_WHAT THE EXERCISE ASKS_.
Starting at the line that contains "the photo below." and ending at the last of the lines, write out only those lines again, including the request line. Scale every coordinate in the answers by 0.55, rounding to whole numbers with halves going up.

*****

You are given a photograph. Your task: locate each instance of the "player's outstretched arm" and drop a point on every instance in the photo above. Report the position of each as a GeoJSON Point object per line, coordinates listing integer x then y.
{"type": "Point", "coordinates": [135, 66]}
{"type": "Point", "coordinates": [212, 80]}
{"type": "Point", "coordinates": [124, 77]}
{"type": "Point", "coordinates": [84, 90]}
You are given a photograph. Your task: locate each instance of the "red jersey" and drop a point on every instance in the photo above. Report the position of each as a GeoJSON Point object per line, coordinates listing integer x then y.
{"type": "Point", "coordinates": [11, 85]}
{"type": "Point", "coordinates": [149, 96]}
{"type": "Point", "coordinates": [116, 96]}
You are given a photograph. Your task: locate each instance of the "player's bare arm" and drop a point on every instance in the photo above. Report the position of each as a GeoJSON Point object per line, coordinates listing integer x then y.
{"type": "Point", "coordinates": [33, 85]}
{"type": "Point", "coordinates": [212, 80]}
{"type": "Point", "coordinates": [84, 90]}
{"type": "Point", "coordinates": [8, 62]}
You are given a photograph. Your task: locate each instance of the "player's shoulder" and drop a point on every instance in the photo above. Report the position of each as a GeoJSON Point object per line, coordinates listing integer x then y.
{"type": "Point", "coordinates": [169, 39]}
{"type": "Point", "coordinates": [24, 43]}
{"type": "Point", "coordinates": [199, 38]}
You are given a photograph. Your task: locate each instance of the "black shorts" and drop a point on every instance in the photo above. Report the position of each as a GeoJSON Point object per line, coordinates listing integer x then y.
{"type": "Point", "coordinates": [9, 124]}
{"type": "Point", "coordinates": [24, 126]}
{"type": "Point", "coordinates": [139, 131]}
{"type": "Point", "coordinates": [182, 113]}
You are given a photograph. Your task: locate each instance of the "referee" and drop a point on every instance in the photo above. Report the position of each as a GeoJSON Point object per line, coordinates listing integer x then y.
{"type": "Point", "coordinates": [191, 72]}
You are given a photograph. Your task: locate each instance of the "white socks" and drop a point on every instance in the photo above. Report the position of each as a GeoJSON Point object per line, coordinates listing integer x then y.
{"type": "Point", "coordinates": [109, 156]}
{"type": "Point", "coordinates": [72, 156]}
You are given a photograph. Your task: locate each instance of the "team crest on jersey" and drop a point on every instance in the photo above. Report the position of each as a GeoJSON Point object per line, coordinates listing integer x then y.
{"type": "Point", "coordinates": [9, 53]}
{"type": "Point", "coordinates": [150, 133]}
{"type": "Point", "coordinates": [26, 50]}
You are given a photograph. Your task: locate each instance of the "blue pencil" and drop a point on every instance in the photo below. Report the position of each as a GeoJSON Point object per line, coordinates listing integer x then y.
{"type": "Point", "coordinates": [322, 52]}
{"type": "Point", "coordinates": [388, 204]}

*****

_RESULT OF THIS EXERCISE_.
You are given a photograph. Your task: locate each instance of the "blue pencil" and drop a point on every instance in the photo below. Report the position of each as a GeoJSON Point object per line, coordinates listing integer x then y.
{"type": "Point", "coordinates": [177, 29]}
{"type": "Point", "coordinates": [213, 112]}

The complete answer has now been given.